Only the run of lines from the one containing "of the standing" through the last line should be returned, exactly as written.

____________

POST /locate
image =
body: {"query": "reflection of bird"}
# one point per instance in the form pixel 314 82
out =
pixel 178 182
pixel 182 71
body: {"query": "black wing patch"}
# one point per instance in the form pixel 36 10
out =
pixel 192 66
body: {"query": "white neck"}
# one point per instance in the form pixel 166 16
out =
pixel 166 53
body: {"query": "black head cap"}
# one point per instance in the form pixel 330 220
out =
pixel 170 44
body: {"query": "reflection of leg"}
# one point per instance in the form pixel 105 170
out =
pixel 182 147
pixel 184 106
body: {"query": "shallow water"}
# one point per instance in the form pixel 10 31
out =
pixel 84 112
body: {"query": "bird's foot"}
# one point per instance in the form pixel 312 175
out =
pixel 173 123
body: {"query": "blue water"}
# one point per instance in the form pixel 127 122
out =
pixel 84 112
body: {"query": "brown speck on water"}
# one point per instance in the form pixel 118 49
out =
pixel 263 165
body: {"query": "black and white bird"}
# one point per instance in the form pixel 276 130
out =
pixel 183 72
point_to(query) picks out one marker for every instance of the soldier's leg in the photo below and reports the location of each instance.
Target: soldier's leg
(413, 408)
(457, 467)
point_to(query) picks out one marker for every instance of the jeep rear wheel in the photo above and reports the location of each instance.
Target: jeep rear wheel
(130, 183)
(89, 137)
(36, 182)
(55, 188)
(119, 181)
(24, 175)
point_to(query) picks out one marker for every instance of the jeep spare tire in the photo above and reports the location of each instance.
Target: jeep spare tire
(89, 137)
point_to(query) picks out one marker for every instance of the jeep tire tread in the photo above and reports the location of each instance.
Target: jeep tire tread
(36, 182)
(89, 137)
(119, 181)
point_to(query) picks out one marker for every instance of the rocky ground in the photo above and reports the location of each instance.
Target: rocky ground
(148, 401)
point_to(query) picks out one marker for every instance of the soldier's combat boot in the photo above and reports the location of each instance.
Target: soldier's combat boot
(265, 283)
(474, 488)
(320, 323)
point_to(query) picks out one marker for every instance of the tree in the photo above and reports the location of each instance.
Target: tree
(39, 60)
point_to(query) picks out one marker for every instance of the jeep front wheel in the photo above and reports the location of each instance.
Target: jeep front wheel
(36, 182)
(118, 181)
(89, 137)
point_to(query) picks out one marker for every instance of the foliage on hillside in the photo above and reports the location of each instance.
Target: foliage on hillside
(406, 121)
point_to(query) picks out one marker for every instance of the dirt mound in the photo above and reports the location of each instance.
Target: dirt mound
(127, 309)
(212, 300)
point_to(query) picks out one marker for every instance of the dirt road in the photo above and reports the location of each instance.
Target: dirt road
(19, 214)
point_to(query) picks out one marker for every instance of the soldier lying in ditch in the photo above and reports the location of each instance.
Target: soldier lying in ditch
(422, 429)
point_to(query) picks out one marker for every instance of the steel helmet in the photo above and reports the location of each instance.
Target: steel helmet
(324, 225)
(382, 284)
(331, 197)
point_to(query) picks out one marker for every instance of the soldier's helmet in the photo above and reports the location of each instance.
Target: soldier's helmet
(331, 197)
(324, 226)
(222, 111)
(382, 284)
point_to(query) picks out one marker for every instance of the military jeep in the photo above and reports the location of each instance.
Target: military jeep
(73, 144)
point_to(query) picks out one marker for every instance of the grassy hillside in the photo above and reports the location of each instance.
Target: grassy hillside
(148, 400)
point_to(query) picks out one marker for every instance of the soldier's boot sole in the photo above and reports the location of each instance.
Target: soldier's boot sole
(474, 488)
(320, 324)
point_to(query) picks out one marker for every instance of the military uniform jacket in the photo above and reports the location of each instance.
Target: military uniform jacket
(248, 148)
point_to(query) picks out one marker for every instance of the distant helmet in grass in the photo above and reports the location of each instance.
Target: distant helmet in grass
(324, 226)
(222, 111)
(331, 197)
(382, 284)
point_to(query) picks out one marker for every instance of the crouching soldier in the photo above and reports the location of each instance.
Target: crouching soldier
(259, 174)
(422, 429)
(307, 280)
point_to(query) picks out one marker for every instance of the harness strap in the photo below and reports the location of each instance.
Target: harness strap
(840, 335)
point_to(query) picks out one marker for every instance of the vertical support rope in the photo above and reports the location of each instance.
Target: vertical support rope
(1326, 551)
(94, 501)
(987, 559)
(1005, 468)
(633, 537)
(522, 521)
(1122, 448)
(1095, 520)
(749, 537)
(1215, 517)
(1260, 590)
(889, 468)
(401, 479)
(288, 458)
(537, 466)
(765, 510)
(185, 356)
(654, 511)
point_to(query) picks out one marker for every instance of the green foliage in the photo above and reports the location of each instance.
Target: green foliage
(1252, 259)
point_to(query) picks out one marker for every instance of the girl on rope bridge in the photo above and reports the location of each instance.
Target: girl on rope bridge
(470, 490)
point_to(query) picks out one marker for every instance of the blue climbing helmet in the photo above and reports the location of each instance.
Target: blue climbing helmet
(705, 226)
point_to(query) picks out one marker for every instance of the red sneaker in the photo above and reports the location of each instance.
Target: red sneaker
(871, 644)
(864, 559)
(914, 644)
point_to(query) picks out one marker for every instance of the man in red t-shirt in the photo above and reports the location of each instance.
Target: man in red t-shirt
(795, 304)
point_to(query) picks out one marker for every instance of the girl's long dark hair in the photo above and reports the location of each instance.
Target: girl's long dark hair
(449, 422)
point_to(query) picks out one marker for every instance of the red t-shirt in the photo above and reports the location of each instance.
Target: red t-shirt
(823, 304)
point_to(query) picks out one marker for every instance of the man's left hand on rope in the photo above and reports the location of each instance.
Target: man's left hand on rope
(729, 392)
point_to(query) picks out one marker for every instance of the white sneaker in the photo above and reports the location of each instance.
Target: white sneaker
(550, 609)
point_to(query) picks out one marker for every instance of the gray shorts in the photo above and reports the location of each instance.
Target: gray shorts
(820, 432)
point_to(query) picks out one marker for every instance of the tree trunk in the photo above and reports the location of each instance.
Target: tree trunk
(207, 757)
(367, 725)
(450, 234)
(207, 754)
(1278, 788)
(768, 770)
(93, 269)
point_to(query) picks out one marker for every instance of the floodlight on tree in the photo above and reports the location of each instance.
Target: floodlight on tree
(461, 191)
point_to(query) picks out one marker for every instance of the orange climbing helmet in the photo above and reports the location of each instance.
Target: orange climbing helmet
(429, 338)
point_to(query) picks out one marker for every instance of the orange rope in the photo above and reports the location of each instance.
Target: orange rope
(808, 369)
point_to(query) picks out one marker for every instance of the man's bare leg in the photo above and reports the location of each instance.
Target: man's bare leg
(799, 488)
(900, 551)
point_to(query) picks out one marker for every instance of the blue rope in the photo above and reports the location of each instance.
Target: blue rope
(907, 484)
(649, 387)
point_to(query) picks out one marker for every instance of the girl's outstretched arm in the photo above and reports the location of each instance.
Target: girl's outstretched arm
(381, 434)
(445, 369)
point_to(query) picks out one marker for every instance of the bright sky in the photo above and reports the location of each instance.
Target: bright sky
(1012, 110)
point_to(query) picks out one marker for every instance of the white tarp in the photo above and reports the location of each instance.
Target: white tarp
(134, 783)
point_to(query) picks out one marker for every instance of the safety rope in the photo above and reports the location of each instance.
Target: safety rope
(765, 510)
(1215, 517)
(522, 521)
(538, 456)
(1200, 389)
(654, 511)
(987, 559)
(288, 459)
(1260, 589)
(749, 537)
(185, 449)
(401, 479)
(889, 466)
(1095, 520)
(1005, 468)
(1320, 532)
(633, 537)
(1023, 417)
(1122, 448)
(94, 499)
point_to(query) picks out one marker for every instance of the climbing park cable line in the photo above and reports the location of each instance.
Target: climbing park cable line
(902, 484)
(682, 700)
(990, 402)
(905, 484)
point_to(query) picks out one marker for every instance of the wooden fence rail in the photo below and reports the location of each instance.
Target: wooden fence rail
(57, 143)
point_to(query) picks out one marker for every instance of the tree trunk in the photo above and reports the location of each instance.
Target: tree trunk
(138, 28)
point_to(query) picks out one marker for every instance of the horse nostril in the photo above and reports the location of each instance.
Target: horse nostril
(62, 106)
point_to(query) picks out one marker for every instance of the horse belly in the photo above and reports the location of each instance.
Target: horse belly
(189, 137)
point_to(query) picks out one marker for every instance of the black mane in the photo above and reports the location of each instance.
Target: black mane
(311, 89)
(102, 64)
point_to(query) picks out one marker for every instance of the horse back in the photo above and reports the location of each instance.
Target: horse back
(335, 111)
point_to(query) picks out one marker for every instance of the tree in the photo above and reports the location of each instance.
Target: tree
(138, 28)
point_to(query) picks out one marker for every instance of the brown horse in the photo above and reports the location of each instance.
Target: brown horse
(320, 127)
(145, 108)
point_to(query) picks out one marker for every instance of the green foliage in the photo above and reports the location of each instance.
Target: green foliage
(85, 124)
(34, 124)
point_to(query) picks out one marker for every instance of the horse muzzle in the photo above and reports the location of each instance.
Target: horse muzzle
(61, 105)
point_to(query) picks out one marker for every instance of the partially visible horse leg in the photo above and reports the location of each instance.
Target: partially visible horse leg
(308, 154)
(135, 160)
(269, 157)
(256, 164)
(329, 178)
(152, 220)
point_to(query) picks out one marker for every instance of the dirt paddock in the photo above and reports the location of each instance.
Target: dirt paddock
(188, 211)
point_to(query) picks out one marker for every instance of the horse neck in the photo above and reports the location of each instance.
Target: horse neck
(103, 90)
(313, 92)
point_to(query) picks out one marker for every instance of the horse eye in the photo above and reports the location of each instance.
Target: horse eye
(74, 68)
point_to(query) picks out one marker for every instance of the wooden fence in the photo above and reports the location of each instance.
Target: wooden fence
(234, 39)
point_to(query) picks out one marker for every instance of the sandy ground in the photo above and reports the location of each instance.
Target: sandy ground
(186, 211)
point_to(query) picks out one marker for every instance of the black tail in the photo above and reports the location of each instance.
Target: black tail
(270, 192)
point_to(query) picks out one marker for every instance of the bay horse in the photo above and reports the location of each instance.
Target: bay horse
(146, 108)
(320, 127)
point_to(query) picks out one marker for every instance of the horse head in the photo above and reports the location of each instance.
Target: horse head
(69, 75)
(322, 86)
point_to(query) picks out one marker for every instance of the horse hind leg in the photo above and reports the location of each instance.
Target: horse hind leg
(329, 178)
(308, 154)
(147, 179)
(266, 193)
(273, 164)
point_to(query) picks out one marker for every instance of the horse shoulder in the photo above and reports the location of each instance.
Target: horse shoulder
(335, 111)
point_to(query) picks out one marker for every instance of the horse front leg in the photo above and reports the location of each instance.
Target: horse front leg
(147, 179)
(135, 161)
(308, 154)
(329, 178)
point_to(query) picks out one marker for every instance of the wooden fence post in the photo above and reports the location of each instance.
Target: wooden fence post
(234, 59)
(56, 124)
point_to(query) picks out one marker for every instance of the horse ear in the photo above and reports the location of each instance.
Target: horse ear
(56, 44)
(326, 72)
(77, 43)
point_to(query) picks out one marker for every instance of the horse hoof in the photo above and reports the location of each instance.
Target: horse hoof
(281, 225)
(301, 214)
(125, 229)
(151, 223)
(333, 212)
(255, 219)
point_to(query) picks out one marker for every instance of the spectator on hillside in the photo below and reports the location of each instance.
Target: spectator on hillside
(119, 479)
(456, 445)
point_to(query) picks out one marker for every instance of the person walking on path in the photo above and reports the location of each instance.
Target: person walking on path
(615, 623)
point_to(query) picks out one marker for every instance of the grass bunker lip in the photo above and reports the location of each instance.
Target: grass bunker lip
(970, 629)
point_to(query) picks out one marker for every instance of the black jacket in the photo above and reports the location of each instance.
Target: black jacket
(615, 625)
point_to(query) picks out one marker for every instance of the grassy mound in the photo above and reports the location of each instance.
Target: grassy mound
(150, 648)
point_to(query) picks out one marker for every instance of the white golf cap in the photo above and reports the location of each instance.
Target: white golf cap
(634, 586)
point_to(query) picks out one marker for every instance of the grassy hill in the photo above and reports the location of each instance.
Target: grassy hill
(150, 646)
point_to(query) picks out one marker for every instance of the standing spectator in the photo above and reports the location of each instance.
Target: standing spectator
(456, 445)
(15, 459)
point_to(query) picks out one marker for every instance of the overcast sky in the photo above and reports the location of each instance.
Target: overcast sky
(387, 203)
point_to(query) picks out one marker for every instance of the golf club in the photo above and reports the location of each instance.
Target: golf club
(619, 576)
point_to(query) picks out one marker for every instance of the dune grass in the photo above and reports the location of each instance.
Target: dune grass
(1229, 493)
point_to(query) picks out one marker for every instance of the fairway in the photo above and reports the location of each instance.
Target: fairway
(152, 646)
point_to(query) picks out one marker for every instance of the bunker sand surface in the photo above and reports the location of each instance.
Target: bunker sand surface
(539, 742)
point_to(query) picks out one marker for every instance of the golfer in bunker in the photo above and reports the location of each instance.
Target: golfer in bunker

____________

● ANSWER TO THIS EXERCISE:
point_to(query) picks out one marker for every instance of the standing spectator in the photo above and reports the location of each instance.
Target: standing spectator
(456, 445)
(15, 459)
point_to(query) picks out one marker for every instance of the overcast sky in the photo above and reports the location of each instance.
Target: overcast sky
(387, 203)
point_to(query) picks out one marker for every instance of the golf club in the photo above and reports the location of each instance.
Target: golf club
(619, 576)
point_to(query) picks out one marker for every instance of the dune grass in the photo above and reports the location of each instance.
Target: dune grass
(1229, 493)
point_to(query) picks out one marker for every instance of the fairway in the photo above and reports the location of each instance.
Target: fairway
(152, 646)
point_to(query) picks out one marker for every instance of the bunker sand surface in the photo above and reports the location of each instance.
Target: bunker sand surface
(539, 742)
point_to(query) picks out one marker for every instance of the golfer in bunker in the photo above and reports the location of each instance.
Target: golfer in bunker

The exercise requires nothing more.